## Your goal
Examine each line of the data. Copy those that contain the string "building".

────────

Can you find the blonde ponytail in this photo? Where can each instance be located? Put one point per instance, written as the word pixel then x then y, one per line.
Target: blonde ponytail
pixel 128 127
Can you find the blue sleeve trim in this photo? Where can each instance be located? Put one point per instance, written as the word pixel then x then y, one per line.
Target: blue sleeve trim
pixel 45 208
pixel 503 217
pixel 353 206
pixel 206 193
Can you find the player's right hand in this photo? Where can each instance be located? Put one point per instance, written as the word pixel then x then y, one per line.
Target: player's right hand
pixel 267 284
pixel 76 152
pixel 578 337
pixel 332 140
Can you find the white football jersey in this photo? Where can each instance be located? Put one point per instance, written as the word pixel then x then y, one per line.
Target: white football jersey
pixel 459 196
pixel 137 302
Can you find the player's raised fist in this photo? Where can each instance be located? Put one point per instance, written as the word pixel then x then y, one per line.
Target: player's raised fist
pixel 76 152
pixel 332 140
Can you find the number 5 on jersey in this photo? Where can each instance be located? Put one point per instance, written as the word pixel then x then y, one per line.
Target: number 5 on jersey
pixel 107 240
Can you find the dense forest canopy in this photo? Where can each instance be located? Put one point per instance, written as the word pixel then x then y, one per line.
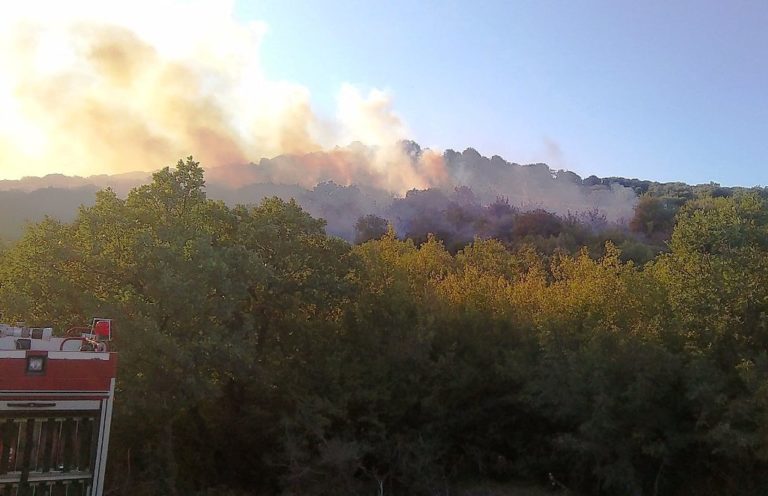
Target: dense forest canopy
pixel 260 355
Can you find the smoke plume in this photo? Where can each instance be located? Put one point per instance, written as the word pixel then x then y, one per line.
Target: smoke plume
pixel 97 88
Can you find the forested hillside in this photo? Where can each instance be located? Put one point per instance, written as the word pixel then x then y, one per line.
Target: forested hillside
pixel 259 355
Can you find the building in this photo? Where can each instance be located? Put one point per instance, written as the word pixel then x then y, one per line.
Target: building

────────

## Answer box
Can you find the building in this photo? Where can each instance be located? Put one point per instance, written as the word pixel then x then y, one per line.
Target: building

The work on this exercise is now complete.